Begin

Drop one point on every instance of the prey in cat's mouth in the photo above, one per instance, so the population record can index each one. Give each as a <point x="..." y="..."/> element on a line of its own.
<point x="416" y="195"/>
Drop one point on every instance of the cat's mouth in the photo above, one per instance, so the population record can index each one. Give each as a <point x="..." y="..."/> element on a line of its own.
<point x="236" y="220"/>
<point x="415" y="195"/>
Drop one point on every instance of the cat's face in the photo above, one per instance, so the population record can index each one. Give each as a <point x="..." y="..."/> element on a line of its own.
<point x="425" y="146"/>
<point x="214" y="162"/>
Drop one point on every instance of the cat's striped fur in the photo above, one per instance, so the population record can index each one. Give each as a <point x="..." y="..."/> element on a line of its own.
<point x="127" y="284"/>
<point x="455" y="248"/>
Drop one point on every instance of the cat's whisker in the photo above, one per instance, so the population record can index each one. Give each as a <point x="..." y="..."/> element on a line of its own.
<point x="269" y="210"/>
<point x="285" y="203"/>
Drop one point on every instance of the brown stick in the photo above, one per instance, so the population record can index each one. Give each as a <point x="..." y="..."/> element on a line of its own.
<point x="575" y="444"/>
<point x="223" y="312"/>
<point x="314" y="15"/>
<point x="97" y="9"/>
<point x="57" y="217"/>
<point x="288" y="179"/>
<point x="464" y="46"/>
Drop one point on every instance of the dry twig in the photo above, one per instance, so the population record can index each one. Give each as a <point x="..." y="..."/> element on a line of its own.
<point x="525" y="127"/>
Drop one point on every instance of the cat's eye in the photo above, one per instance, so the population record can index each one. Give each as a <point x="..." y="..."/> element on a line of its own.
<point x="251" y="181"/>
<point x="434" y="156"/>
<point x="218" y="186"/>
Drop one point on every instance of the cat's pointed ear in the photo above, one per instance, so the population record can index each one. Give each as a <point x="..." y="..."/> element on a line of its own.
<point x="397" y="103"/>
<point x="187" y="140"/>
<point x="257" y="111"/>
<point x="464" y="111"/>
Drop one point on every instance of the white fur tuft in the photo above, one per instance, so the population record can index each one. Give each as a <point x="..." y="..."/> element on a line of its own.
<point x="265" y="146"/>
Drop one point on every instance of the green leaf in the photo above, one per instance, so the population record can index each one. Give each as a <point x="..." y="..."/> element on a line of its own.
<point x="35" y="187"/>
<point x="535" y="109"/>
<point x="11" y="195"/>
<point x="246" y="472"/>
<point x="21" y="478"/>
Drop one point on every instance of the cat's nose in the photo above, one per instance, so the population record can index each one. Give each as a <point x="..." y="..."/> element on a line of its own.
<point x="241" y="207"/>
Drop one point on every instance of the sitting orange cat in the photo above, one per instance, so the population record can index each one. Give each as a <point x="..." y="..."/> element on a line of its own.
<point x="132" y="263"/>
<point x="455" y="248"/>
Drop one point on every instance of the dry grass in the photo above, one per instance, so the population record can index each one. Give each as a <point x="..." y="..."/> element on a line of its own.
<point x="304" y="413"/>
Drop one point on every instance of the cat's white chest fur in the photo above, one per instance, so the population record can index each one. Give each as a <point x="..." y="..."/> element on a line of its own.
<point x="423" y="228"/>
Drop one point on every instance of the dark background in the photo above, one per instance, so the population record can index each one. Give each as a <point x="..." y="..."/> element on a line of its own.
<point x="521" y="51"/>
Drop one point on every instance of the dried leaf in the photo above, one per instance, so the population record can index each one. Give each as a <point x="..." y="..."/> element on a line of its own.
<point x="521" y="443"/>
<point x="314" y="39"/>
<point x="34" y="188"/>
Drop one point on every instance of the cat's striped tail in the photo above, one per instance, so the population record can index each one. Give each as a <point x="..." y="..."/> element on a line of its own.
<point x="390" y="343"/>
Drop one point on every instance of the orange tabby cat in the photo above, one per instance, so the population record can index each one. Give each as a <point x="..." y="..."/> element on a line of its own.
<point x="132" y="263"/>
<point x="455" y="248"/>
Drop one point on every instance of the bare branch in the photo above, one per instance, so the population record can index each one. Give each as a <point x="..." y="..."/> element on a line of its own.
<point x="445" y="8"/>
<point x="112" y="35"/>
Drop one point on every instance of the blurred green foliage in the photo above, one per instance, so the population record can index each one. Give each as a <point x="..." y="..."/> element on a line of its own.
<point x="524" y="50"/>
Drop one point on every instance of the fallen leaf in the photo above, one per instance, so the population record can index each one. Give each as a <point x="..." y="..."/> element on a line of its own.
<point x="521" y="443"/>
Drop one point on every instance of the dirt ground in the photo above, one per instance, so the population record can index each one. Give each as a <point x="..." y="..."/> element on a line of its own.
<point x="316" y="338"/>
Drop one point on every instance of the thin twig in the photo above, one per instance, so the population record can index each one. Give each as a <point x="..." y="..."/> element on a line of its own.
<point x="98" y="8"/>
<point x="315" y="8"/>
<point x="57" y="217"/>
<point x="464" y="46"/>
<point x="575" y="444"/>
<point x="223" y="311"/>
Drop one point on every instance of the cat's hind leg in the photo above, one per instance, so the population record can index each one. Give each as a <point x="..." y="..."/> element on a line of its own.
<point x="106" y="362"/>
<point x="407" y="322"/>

End

> [WHAT YOU HAVE TO DO]
Retype the records that precede this task, keeping them exactly the same.

> [SOLUTION FOR THIS PROBLEM]
Drop one point on every instance of the prey in cat's mouth in the photo above, one per instance, so the population record can index each one. Give each as a <point x="..." y="..."/> element on a line of its own.
<point x="416" y="195"/>
Drop one point on every instance of the cat's mouth in the photo above, one per instance, so the population record can index each one. Give each as a <point x="..." y="..."/> element on a line of its own.
<point x="236" y="220"/>
<point x="415" y="195"/>
Drop one point on every instance of the cat's face in the photo above, one per instance, so the population record can index each one. Give each as a <point x="..." y="..."/> element on a line of its own.
<point x="425" y="146"/>
<point x="214" y="162"/>
Drop one point on every instance of the cat's striped fur in the photo above, one per instance, so the population record can index each one. Give each as a <point x="..." y="..."/> element on a line of its own.
<point x="127" y="284"/>
<point x="455" y="248"/>
Drop one point on every instance of the cat's whisker in the photo above, one per instance, so the population record can index each one. Give each as a <point x="..." y="..."/> element on a line of its own.
<point x="269" y="210"/>
<point x="285" y="203"/>
Drop one point on every instance of the brown stick in the photo above, one per instance, so the population record can index each one. Give each as a <point x="..." y="..."/> element on a line of its own.
<point x="575" y="444"/>
<point x="223" y="312"/>
<point x="314" y="15"/>
<point x="97" y="9"/>
<point x="57" y="217"/>
<point x="288" y="179"/>
<point x="464" y="46"/>
Drop one point on every instance of the dry twig in the photo above, one per instance, so the population record can index each one. Give each as a <point x="..." y="..."/> element on a line of its own.
<point x="525" y="127"/>
Drop one point on every instance of the cat's eye in the photo above, one per instance, so the population record can index each one. Give each as a <point x="..." y="..."/> element on a line of its own.
<point x="251" y="181"/>
<point x="434" y="156"/>
<point x="218" y="186"/>
Drop one point on every instance of the cat's pointed ear in the photo above, one per instance, so the population record can index each one. Give each as a <point x="..." y="..."/> element on a line of its own.
<point x="397" y="103"/>
<point x="187" y="140"/>
<point x="257" y="111"/>
<point x="464" y="111"/>
Drop one point on every instance of the white fur tuft in the photo above, one per instance, so the population record can index each one. Give each as a <point x="..." y="..."/> element on a line of its own.
<point x="265" y="146"/>
Drop one point on every instance of the green leaf in the photo above, one per instance, so the population record can index each one. Give each as a <point x="..." y="..."/> element on a line of its own.
<point x="35" y="187"/>
<point x="535" y="109"/>
<point x="11" y="195"/>
<point x="246" y="472"/>
<point x="21" y="478"/>
Drop one point on every instance of the cat's nose in the photo above, one per instance, so the population record can index each one. Give each as a <point x="..." y="..."/> element on a line of its own.
<point x="241" y="207"/>
Drop one point on every instance of the sitting orange cat in the photo above, one per instance, so the population record can index each one. Give each as a <point x="..." y="..."/> element on a line of its own.
<point x="132" y="263"/>
<point x="455" y="248"/>
Drop one point on every instance of the dry grass in the photo above, one per instance, so the population record can index each one. Give each as a <point x="..." y="..."/> element on a line of its own.
<point x="304" y="413"/>
Drop one point on every instance of the cat's white chest fur in the photo above, one per instance, so the population record can index each one. Give each as a <point x="..." y="..."/> element on a line of its own.
<point x="423" y="228"/>
Drop one point on every instance of the dark background in the photo above, one per instance, so the population record can index each one. Give each as a <point x="..." y="..."/> element on a line of its own.
<point x="521" y="51"/>
Drop one point on every instance of the dried leaf in the photo above, one per instance, so the population record can index each one. Give each as a <point x="..." y="..."/> element on a line of its own.
<point x="521" y="443"/>
<point x="314" y="39"/>
<point x="34" y="188"/>
Drop one point on every instance of the cat's striped tail in the photo above, one per instance, so the population record can index each one. Give each as a <point x="..." y="..."/> element on a line of its own.
<point x="390" y="343"/>
Drop one point on every instance of the orange tabby cat in the photo above, one per instance, so the population record can index each one. Give each as a <point x="..." y="..."/> element on a line of its own.
<point x="132" y="263"/>
<point x="455" y="248"/>
Drop one point on every instance of the bare branch in the photo above, one per instance, so the population record can index each one. Give each as a <point x="..." y="..."/> element on a line of its own.
<point x="445" y="8"/>
<point x="112" y="35"/>
Drop one point on every instance of the blurred green foliage in the photo above, one per instance, so the population record can index each one. Give each as a <point x="..." y="..."/> element on a line of its own.
<point x="524" y="50"/>
Drop one point on every instance of the fallen leaf in the photo above, one per instance, so the population record can index each one. Give each as a <point x="..." y="..."/> element on a line of its own.
<point x="521" y="443"/>
Drop one point on every instance of the dirt ground in the photo above, one per instance, so the population record can index each one. Give each as a <point x="..." y="..."/> element on a line of its own.
<point x="316" y="338"/>
Drop one point on every instance of the thin twig in the photo above, one per instance, so the population record can index each one. Give each as a <point x="..." y="..."/> element on a line of its own.
<point x="98" y="8"/>
<point x="315" y="8"/>
<point x="57" y="217"/>
<point x="464" y="46"/>
<point x="575" y="444"/>
<point x="223" y="311"/>
Drop one point on every instance of the cat's hind leg in the photo above, one per instance, so the population record can index each one. Give each as a <point x="..." y="..."/> element on a line of its own.
<point x="106" y="362"/>
<point x="407" y="322"/>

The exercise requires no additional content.